[EXCERPTED PASSAGE]
....

Don your fedora and breathe in the smoky air of a shadowy life when you read this anonymous submission of 400 words for THE DANGEROUS DAME. My feedback will be on the flip side. Please share your thoughts in the comments.

CHAPTER ONE

Ida Lucas was Hamilton’s answer to Mata Hari – a blonde bombshell who mesmerized the upper-crust gents in the Circus Roof at the Royal Connaught Hotel. Some folks said that her scandalous strip-tease rivaled that of Gypsy Rose Lee. One night with Ida was rumoured to cost you a King’s ransom and that, in the Hamilton of 1948, translated into a cool 100 simoleons. For the working man – two weeks pay. But the working man was the last guy Ida wanted to see.

She came to my attention while I was doing some leg-work for a local law office. And I didn’t find out until much later that there was a helluva lot more going on in this shady lady’s busy life than I’d ever suspected.

It was a fine spring morning when I entered the White Spot Grill on King Street downtown. Spiro shot me a dark look from behind the counter as he grunted a tray-load of dirty cups into an industrial dishwasher with a loud clank. The sharp tang of burnt toast hung in the air and I guessed that Madge was late for her early shift this morning.

The food here was nothing special and the coffee was so-so but it was close to my office. And don’t get me started about its owner.

“Don’t often see you in here, Max. Now that you’re a big-shot private dick with a fancy assistant and a secretary and all,” he said.

I’d met Spiro last summer when I opened my private detective agency on King Street, across from the Connaught, and right off the bat we’d developed a spikey kind of relationship. But with the ladies, of course, he was always the perfect gent – “Yes, Ma’am, right away, Ma’am. My, you’re looking swell today.”

I ignored his ‘big shot’ remark and slid onto the end stool at the counter. “A large carafe to go. If it ain’t too much trouble.”

He bounced his hard look off me but I didn’t react. Then he motioned with his head toward the rear of the café. “Bob said he wanted to see you if you came in. I told him –”

“Okay. I’ll be back in a minute.”

At the end of the row of booths, Spiro had rigged up a small table that looked like a cut-down student’s desk. It was low enough that my veteran friend, Bob, could use it while seated aboard his wheeled dolly. A brave soldier overseas, he’d lost both his legs on that godforsaken, stony beach in Dieppe on August 19, 1942 – a date forever seared into the memory of every Hamiltonian.

....

[TASKS TO PERFORM]
**A)** Answer these questions from the Dangerous Dame excerpt, one per line:
(i) In what year is the story set?
(ii) On which street is the White Spot Grill?
(iii) Where and on what date did Bob lose his legs?
**B)** Turn the paragraph of the Dangerous Dame excerpt that opens "Ida Lucas was Hamilton's answer to Mata Hari" into a short bulleted list that keeps its main facts.
**C)** Summarize the Dangerous Dame excerpt in two sentences.

[DATA SHOWN]
....

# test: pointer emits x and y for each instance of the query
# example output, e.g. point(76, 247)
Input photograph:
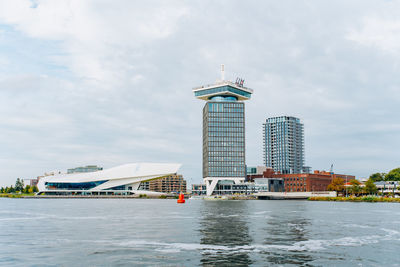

....

[RESULTS FOR THE EXERCISE]
**A)**
(i) 1948
(ii) King Street
(iii) On a beach in Dieppe, on August 19, 1942

**B)**
- Ida Lucas was a blonde bombshell, compared to Mata Hari, who mesmerized upper-crust gents in the Circus Roof at the Royal Connaught Hotel in Hamilton.
- Some said her strip-tease rivaled Gypsy Rose Lee's.
- A night with her was rumored to cost 100 simoleons in 1948, or two weeks' pay for a working man.
- The working man was the last guy Ida wanted to see.

**C)** An anonymous 400-word submission for THE DANGEROUS DAME opens in 1948 Hamilton with Ida Lucas, a blonde bombshell famed for a scandalous strip-tease and a rumored 100-simoleon price for one night, who came to the private detective narrator's attention during leg-work for a local law office. The narrator, Max, stops at the White Spot Grill on King Street for coffee, trades barbs with the owner, Spiro, and learns that Bob, a veteran who lost both legs at Dieppe, wants to see Max.